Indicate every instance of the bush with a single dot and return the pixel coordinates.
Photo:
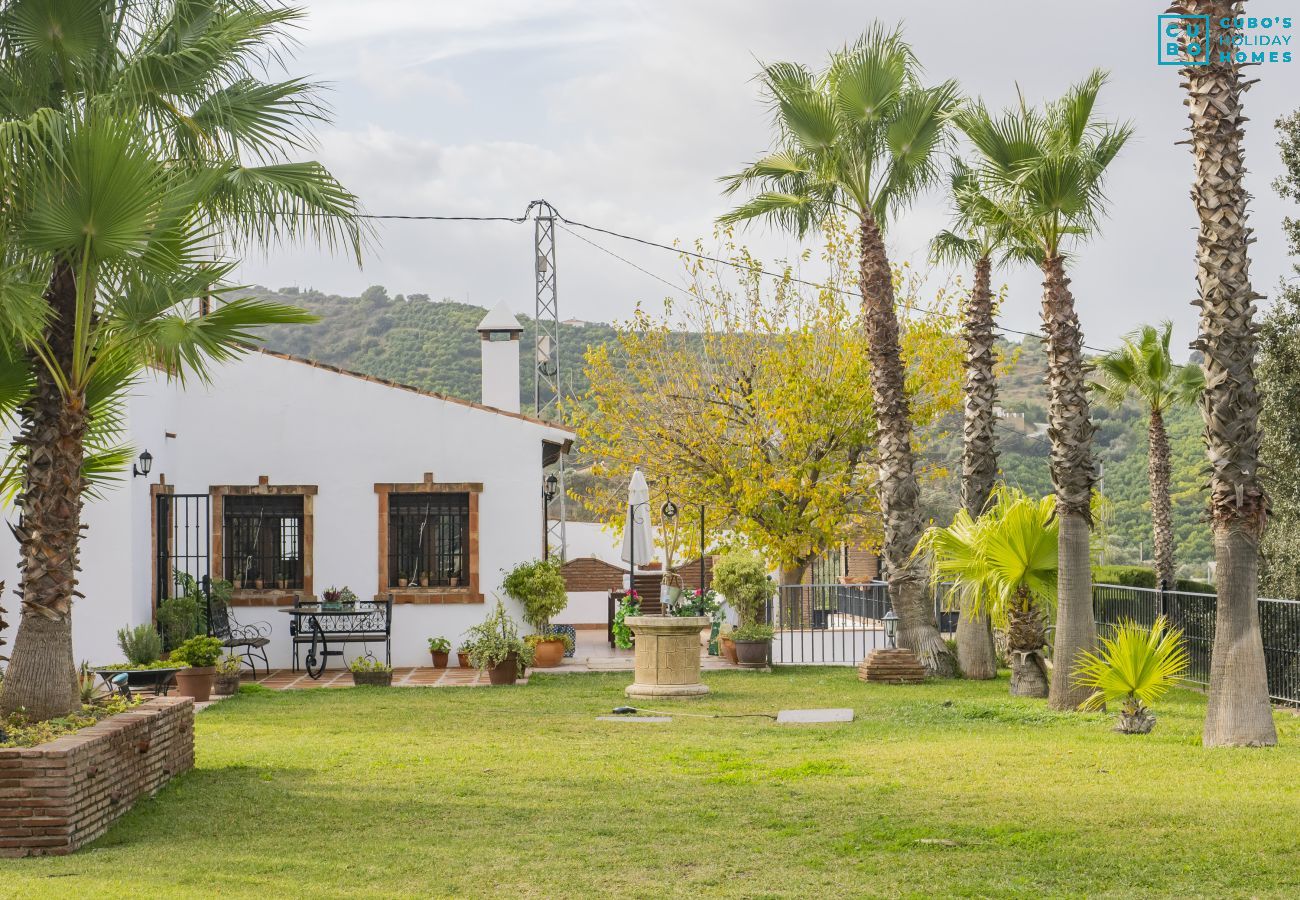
(1140, 576)
(199, 652)
(538, 585)
(141, 645)
(741, 578)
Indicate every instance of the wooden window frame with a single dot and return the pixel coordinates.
(267, 596)
(469, 593)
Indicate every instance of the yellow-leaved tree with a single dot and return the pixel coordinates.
(753, 399)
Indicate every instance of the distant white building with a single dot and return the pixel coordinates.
(286, 476)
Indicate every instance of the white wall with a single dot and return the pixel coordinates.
(300, 424)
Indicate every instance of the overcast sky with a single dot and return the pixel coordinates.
(624, 113)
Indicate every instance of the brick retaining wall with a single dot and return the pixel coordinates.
(57, 796)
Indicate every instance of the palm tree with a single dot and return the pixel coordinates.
(1142, 368)
(978, 234)
(1239, 712)
(139, 150)
(862, 138)
(1049, 168)
(1005, 567)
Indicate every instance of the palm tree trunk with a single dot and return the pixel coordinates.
(1238, 713)
(42, 675)
(1073, 475)
(1025, 641)
(1162, 523)
(975, 656)
(898, 489)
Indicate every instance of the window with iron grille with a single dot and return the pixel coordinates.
(429, 540)
(263, 540)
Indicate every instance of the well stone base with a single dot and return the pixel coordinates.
(667, 658)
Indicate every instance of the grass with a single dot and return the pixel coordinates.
(945, 788)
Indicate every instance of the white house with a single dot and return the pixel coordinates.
(286, 476)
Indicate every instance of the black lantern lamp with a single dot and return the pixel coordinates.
(891, 623)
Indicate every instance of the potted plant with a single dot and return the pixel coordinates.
(554, 645)
(368, 670)
(199, 656)
(494, 644)
(538, 585)
(1134, 667)
(726, 644)
(228, 675)
(741, 578)
(440, 648)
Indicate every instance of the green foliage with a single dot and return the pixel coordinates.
(628, 605)
(753, 632)
(141, 645)
(741, 579)
(230, 665)
(1001, 559)
(178, 619)
(494, 640)
(17, 731)
(540, 587)
(199, 652)
(1135, 666)
(563, 637)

● ● ●

# TO DO
If a line holds an image, leave the image out; retype everything else in the entries exactly.

# ANSWER SPACE
Indicate every instance of the bush with a single dot and return the pixel coordinates.
Photo:
(1140, 576)
(199, 652)
(538, 585)
(141, 645)
(741, 578)
Indicate every instance of the wooden window frame with a single dot and return the pixel coordinates.
(267, 596)
(469, 593)
Indicate every instance of the yellow-leaved tree with a single dot and return the pixel coordinates.
(753, 399)
Indicate every instance of the distant white building with a single dot and return the pixel coordinates.
(286, 476)
Indicate every instance of the white wall with a single dot and return the pixel coordinates.
(300, 424)
Indicate every instance of the overcast sky with a single dot and return the pixel coordinates.
(624, 113)
Indicate every instance of the brick retaining wall with a single dot and return the pixel coordinates.
(57, 796)
Indicate every instance of the palm tree with a single dot and return the pixel coordinates.
(1142, 368)
(978, 234)
(1239, 712)
(139, 150)
(862, 138)
(1049, 168)
(1005, 567)
Indicate every instance of the palm tree trunk with a single dot and return the pixel coordinates.
(1238, 713)
(42, 675)
(1073, 475)
(1025, 641)
(1162, 523)
(975, 656)
(898, 489)
Indicate every instance of the window with iron grille with a single dot and return the pixel coordinates.
(429, 540)
(263, 540)
Indicate every instance of the well stone base with a single dot and return the pixel coordinates.
(667, 658)
Indicate every instance of the grass with a single dot and return the pixel coordinates.
(945, 788)
Indicate every instance of the white house with a single dot and return the pixel coordinates.
(286, 476)
Indicate every instance of the black lantern lamp with a single dot and return the pixel coordinates.
(891, 623)
Indicate every instance of the potted plant with a single dot and return the pixel coordinates.
(554, 645)
(368, 670)
(199, 656)
(494, 644)
(538, 585)
(1134, 667)
(726, 644)
(228, 675)
(741, 578)
(440, 648)
Indicate every instance of the green foliage with a single dot and return the pixel coordinates.
(628, 605)
(753, 632)
(141, 645)
(741, 579)
(230, 665)
(1001, 559)
(178, 619)
(494, 640)
(17, 731)
(540, 587)
(199, 652)
(1135, 666)
(563, 637)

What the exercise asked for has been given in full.